Data extract START
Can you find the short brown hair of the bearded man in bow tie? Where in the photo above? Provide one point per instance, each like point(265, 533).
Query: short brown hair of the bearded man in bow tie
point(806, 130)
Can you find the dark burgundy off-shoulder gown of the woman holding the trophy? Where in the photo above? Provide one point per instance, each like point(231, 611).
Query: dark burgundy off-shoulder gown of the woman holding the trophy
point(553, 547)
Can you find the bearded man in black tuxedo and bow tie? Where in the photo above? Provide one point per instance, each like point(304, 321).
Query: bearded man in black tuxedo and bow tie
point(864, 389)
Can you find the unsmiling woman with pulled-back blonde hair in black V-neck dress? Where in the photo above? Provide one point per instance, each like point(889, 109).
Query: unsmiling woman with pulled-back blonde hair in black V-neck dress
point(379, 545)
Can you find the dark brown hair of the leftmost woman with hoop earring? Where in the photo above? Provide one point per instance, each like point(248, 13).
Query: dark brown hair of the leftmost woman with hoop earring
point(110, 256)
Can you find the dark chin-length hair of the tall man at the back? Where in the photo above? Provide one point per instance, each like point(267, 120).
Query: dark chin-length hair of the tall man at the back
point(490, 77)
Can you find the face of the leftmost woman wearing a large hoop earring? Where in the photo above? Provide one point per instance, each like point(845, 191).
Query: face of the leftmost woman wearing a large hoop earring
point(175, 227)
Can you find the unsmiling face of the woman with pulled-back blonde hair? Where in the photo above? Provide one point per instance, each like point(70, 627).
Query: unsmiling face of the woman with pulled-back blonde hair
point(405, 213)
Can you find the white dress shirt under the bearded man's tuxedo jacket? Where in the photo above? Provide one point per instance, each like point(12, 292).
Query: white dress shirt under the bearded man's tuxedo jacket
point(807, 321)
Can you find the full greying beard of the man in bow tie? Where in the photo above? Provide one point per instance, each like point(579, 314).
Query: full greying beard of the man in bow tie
Data extract END
**The task:** Nothing in the records may be left out; copy them all exactly.

**Task response:**
Can you find the short brown hair of the bearded man in bow tie? Where in the photo above? Provide one point per instance, each like point(265, 533).
Query: short brown hair of the bearded man in bow tie
point(806, 130)
Can you find the dark burgundy off-shoulder gown of the woman holding the trophy? Where in the photo above? Provide one point per instance, each like point(231, 611).
Query: dark burgundy off-shoulder gown of the woman holding the trophy
point(553, 547)
Can you find the bearded man in black tuxedo and bow tie? Where in the photo above? Provide one point per instance, each like point(304, 321).
Query: bearded man in black tuxedo and bow tie
point(864, 389)
Can you find the unsmiling woman with pulled-back blonde hair in black V-neck dress? Where in the photo above? Provide one point per instance, each like point(889, 109).
Query: unsmiling woman with pulled-back blonde hair in black V-neck dress
point(379, 545)
Can you find the dark brown hair of the leftmost woman with hoop earring? Where in the photo above? Provide one point per instance, each like point(248, 13).
Query: dark brown hair of the leftmost woman with hoop earring
point(110, 256)
Can you find the dark chin-length hair of the tall man at the back? Where in the photo above? Provide one point per instance, each like point(267, 120).
Query: dark chin-length hair of the tall man at the back
point(490, 77)
Can you find the face of the leftmost woman wearing a large hoop earring? Where in the photo above? Provide one point per instance, each like point(845, 191).
Query: face of the leftmost woman wearing a large hoop earring
point(175, 227)
Can you find the unsmiling face of the woman with pulled-back blonde hair? Where in the photo above? Provide one point per instance, each like point(70, 627).
Query: unsmiling face of the woman with pulled-back blonde hair
point(405, 213)
Can you find the white dress shirt under the bearded man's tuxedo jacket? Where in the photo above? Provide one point per instance, each like point(12, 292).
Query: white dress shirt under the bearded man's tuxedo jacket
point(807, 321)
Can you find the full greying beard of the man in bow tie? Where in the photo above? Provide one point per instance, each like point(579, 314).
Query: full greying beard of the man in bow tie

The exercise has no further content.